Given passage:
================
Insights

New FATCA Proposed Regulations

Eased Deadlines but the System Moves Forward

On February 8, 2012, the IRS released proposed regulations[1] on the Foreign Account Tax Compliance Act ("FATCA") rules that were enacted in 2010.[2] Under the proposed regulations, the FATCA regime remains applicable to non-U.S. investment vehicles, including hedge funds, private equity funds, CDOs, CLOs, venture capital funds, and (in some cases) real estate funds[3] ("Non-U.S. Funds"). Although the new regulations provide some relief on deadlines and other details, the main aspects of the rules remain applicable. Thus, most Non-U.S. Funds must enter into an agreement with the IRS prior to 2014 in order to avoid withholding on U.S.-source payments made to them in 2014 and thereafter, and must report information with respect to U.S. holders of their interests beginning in 2014.

As described in previous Jones Day Tax Alerts, the FATCA rules require a U.S. withholding agent[4] to withhold 30 percent of any U.S.-source payment made to a "foreign financial institution" unless the institution enters into an agreement with the IRS and satisfies significant reporting and disclosure requirements. It is likely that most Non-U.S. Funds will meet the definition of a "foreign financial institution," despite some exceptions provided by the new proposed regulations (discussed below). As a result, beginning in 2014, any U.S.-source payment made to a Non-U.S. Fund on its assets—such as a payment of interest or original issue discount ("OID") on a U.S. debt obligation—will be subject to this 30-percent U.S. withholding tax unless the fund enters into an agreement with the IRS (described below). Withholding on gross proceeds of a sale or other disposition of these assets by a Non-U.S. Fund is required starting in 2015.

No withholding is required on payments on obligations entered into before the FATCA regime's effectiveness. Perhaps the best news in the proposed regulations is the extension of such "grandfather" treatment to U.S. obligations entered into prior to January 1, 2013. (The previous grandfather date was March 18, 2012.) This means that no payment made to a Non-U.S. Fund on an instrument entered into in 2012 will ever be subject to withholding under the above rules. The only qualification is that if the instrument is subsequently modified in a manner that causes it to be treated as a new instrument for tax purposes, the grandfather treatment is lost.[5] The proposed regulations also provide a helpful clarification that payments on a derivative transaction entered into under an ISDA Master Agreement in 2012 or earlier are similarly grandfathered.
================
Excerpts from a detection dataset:
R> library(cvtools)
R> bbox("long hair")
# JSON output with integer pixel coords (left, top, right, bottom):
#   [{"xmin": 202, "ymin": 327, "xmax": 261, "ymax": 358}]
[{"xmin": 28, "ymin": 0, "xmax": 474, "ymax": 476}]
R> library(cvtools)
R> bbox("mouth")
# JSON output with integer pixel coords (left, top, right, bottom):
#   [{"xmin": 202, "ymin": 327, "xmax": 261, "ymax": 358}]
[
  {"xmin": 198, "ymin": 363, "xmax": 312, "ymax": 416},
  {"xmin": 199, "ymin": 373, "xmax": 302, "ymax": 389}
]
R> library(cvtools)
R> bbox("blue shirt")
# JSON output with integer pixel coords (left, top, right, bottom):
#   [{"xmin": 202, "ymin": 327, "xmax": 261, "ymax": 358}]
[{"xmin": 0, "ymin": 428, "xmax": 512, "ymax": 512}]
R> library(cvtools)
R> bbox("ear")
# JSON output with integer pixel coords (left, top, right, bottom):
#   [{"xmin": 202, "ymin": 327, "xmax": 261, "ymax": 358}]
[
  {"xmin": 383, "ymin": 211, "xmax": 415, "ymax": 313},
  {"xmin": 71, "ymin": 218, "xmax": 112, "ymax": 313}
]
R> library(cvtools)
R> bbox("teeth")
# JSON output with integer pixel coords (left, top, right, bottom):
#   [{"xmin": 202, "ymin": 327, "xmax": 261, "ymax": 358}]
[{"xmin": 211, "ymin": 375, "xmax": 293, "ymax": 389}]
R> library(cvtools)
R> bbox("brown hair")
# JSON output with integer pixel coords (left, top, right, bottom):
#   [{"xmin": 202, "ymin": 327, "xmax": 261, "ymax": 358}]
================
Instruction:
From the FATCA passage, list each type of non-U.S. investment vehicle it names as one to which the FATCA regime remains applicable.

Answer in full:
- Hedge funds
- Private equity funds
- CDOs
- CLOs
- Venture capital funds
- Real estate funds (in some cases)